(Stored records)
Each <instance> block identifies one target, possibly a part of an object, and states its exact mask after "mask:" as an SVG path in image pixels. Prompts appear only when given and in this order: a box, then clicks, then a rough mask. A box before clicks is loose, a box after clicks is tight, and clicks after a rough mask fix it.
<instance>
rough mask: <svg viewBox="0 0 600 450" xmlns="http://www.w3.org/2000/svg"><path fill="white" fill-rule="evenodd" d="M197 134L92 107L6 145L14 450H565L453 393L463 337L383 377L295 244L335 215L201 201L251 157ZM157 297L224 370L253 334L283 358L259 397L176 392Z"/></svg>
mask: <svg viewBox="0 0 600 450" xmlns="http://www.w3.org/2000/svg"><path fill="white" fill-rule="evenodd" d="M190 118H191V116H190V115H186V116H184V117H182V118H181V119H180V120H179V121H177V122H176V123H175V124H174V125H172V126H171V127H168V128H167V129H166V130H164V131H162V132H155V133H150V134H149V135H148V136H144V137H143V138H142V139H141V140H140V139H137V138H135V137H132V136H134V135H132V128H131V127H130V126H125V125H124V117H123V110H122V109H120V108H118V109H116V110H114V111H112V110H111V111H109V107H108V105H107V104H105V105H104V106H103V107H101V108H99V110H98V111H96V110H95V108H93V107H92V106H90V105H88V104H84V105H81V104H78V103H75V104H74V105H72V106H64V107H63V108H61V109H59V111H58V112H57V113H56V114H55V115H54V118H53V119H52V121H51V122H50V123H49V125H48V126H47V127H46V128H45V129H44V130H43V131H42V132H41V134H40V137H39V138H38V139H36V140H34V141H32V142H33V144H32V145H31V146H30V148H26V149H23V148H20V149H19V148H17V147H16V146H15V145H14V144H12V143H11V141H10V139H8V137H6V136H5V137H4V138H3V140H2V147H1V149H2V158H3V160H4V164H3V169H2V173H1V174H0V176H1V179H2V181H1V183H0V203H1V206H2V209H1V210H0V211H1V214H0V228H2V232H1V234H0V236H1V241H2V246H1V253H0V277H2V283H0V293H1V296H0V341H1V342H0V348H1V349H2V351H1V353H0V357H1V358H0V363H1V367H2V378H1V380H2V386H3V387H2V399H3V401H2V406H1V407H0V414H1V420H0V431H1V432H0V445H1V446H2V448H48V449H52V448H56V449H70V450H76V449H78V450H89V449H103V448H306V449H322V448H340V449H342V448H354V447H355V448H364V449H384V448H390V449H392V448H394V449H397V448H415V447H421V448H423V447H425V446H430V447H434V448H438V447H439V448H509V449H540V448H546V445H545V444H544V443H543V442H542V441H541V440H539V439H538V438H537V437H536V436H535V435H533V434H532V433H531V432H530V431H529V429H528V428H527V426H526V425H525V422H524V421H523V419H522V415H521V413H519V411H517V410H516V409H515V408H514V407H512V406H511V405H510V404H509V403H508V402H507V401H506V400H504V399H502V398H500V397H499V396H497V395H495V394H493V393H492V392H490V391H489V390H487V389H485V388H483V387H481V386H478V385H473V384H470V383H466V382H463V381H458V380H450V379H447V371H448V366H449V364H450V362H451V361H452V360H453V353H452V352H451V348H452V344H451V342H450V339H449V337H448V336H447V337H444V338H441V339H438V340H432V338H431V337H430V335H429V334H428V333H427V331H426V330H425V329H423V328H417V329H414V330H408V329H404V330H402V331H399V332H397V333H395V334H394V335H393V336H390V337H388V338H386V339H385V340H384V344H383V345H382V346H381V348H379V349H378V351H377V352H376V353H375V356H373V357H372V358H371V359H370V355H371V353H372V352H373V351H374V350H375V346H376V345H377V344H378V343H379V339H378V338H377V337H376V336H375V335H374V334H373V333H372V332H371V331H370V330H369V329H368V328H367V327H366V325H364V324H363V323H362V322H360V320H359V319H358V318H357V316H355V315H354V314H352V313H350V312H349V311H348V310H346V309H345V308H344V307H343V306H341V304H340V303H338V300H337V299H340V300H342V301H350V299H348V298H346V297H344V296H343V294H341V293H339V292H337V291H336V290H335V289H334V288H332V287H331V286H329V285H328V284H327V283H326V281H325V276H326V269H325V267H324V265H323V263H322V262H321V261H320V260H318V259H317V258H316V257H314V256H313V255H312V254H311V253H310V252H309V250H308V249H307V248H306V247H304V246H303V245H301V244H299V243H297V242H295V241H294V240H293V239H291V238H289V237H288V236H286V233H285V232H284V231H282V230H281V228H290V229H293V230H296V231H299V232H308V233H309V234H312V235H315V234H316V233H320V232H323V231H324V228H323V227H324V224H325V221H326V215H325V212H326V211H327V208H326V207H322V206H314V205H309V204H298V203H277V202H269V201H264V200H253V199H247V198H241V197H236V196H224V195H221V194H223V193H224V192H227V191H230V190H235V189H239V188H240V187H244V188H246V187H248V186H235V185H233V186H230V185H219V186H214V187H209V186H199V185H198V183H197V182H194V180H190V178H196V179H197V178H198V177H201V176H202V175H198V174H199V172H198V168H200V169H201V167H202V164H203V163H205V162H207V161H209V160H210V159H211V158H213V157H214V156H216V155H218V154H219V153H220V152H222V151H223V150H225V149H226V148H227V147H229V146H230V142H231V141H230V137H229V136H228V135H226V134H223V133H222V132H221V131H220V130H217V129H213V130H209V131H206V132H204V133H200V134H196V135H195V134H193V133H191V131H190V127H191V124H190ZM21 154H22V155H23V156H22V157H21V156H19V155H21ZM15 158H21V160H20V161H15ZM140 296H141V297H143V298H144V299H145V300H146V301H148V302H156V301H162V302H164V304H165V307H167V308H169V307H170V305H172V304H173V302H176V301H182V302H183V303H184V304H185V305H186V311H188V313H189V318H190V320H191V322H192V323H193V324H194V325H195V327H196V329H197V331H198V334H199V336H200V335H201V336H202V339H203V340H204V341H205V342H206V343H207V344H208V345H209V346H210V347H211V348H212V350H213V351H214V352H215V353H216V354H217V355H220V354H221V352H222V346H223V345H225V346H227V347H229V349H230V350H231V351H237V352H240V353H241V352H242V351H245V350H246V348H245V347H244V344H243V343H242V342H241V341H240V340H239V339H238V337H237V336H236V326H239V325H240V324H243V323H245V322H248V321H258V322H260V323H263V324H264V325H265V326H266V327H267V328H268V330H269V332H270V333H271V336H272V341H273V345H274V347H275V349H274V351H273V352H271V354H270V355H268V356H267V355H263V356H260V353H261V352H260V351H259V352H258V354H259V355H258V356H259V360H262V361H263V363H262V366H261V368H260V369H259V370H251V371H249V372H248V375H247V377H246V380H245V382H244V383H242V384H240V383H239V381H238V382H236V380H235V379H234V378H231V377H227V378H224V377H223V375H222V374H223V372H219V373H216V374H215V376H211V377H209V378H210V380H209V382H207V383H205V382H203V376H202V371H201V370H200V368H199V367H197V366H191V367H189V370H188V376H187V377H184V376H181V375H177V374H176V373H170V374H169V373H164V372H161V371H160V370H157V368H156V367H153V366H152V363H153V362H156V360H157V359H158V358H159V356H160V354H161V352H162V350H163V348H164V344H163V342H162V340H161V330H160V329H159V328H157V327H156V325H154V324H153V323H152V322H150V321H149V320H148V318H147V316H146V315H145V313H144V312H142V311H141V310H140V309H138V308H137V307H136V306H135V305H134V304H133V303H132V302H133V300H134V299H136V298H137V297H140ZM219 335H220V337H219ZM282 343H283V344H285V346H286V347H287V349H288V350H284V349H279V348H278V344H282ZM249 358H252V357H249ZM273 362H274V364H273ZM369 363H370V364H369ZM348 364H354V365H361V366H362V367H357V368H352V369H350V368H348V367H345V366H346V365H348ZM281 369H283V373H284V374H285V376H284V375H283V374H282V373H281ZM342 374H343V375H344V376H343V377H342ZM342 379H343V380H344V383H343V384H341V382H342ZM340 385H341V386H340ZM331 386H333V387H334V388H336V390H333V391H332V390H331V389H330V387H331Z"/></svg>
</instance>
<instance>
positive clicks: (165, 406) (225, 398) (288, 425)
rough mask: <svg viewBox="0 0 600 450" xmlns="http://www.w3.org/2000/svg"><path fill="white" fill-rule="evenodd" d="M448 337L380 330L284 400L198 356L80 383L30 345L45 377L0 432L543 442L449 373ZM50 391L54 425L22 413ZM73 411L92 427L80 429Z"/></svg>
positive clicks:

**Assignment:**
Tell how many lines above include "instance", and add no other text.

**Answer to the exercise:**
4